**What this exercise asks:**
**A.** Rewrite the aMSE conditioning passage starting at "An example of" and ending at "stock recruitment curve).", replacing "mature biomass" with "spawning biomass".
**B.** Carry on the aMSE conditioning passage from its final sentence.

[START Quoted text]

Figure 3.10: The top plot from the condition page of the internal web-page generated from the results of the do_condition and do_MSE R functions from aMSE. The values beside the SAU names are the simple sum-of-squared differences between the observed and predicted values.

An example of the individual SAU plots is given for SAU 10. Below the comparison of CPUE plot there are 8 plots, one for each sau, illustrating the trajectory of the mature biomass depletion level, the catch through time, the cpue (with the observed values in green), the implied annual harvest rate, the mature biomass (in tonnes), and the implied recruitment level (prior to 1982 and post 2014 are deterministically taken from the stock recruitment curve).

Figure 3.11: The SAU plot illustrating the dynamics of the combined populations within SAU 10. This, and plots for all other SAU are to be found in the ‘condition’ tab.

Below the plots for each sau is a summary plot of each recruitment trace used to simplify looking for correlated recruitment events predicted by the model. It is important to remember that the recruitment deviates produced by sizemod and reproduced in aMSE are estimates and not observed data. Nevertheless, it is possible to see repeating patterns of positive and negative recruitment levels between sau. For example, sau10 to sau13 all show a decline prior to 2010 followed by a rise, although the exact timing appears to differ by a year or so between some sau. sau6 and sau13 only have recruitment deviates from 1990 to 2014 because they were only formed in 2000 when zonation was introduced, which limits the data available for conditioning.

The final plot is a histogram of the depletion in the final year of conditioning. This illustrates the effectiveness of including recruitment variation when preparing for the projections (which was set in do_MSE() using the varyrs=7 argument). This figure is then complemented by a table of the quantiles of that final year’s depletion level.

3.5.12 predictedcatchN

Illustrates the fit to the observed numbers-at-size in the catch obtained during the conditioning. The quality of fit is very much affected by the number of observations involved. These plots are for data at the sau scale, so they integrate across however many populations are deemed to make up the sau’s dynamics. Given this is the case, the fit in some cases is remarkably good, for example, in sau11 to sau13, the last plots on the page, the fits to the later samples where sample sizes are large are excellent. sau6 has the least data and generates the worst fit to size-composition data.

Figure 3.12: Size-composition of the catch in sau12 with the model fitted size-distribution. black = observed, red = predicted.

3.5.13 OrigComp Page

Contains plots of the original size-composition of catch data. This is primarily for reference but also provides an image that allows for an appreciation of changes through time and of any gaps in the time-series. Understanding one’s data is vital when attempting to understand how the dynamics in a stock may be changing.

[END Quoted text]
[START Collected material]

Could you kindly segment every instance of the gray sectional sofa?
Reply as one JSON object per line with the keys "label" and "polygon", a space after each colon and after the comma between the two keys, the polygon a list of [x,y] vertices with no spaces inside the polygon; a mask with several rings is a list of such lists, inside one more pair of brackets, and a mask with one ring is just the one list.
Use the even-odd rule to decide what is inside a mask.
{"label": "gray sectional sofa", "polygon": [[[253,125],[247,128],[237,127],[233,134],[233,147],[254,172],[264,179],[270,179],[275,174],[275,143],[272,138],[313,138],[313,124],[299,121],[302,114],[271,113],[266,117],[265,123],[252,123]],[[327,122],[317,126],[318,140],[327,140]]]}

[END Collected material]

**Answers to each task:**
**A.**
An example of the individual SAU plots is given for SAU 10. Below the comparison of CPUE plot there are 8 plots, one for each sau, illustrating the trajectory of the spawning biomass depletion level, the catch through time, the cpue (with the observed values in green), the implied annual harvest rate, the spawning biomass (in tonnes), and the implied recruitment level (prior to 1982 and post 2014 are deterministically taken from the stock recruitment curve).

**B.**
Figure 3.13: Size-composition of the catch in sau12 for samples taken 2001-2020. Number of observations at the top of each plot with year at the bottom.

3.5.14 popgrowth Page

Has plots of the individual growth curves expressed in each population within each sau. This enables a better appreciation of the variation in growth included within and between sau.

Figure 3.14: Implied size at age for the 12 ‘populations’ within SAU 12. The curves all appear similar in form but differ in the details. These growth curves will be identical across all scenarios, assuming the same random number seed is used.

3.5.15 projSAU Page

This page illustrates the effect of the harvest strategy on the dynamics of each sau. There are seven plots, the first being for the predicted CPUE by sau, then the predicted actual catch and aspirational catch (the first, not surprisingly, being more variable than the second because that is one source of variation added in the MSE), then comes the mature biomass followed by the exploitable biomass (very similar and currently reflective of the CPUE trends). Finally, comes the predicted recruitment trend and the last plot is of the predicted annual harvest rate.

The grey lines represent the trajectory of individual runs, and illustrate the variation among replicates within each SAU. The each plot also has the median value of replicates (blue line) and the 90th quantile bounds (fine red lines). It is important to appreciate that these are derived values across all replicates, and do not represent an individual run.

Figure 3.15: Projected catches for the EG example for each SAU. The dashed line in each case is the estimated MSY.

3.5.16 DiagProj Page

Currently contains three plots designed to characterize some of the variability of the projections and to ensure that the expected dynamics are behaving in a manner akin to the real fishery.

The first plot is of the differences between the actual SAU catches and the aspiration SAU catches, while useful this plot needs improvement to denote the proportional error in each SAU. Within the current Tasmanian HS when actual catches begin to approach 120 percent of the aspirational catch then that sau is closed to further commercial fishing. The 120% value has been reduced in recent years, meaning the withsigB value needs to be reduced. This acts to limit the variation now possible. This can be used to ‘tune’ the withsigB value that is used to control how precisely the fleet dynamics adheres to the aspirational catches derived from the harvest strategy. If withsigB was set extremely small, then the variation included in how much catch was taken from each sau and each population would also be small. The calcpopC() function, which estimated the aspirational catches (and TAC) is defined in EGHS (or whichever harvest strategy is being used). The algorithm underlying the dynamics is described and explained in the documentation to EGHS (and hopefully in any other HS as well). The fleet dynamics essentially describes how the divers interact with the harvest strategy and hence needs to be part of the input functions as part of the HS package or R source file.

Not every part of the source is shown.